◆ **Problem requirements**:
Copy the material below word for word, keeping every line as it appears.
--- START OF Provided records ---
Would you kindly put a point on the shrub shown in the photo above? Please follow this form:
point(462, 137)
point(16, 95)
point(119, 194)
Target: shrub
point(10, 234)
--- END OF Provided records ---
◆ **Solution below**:
Would you kindly put a point on the shrub shown in the photo above? Please follow this form:
point(462, 137)
point(16, 95)
point(119, 194)
Target: shrub
point(10, 234)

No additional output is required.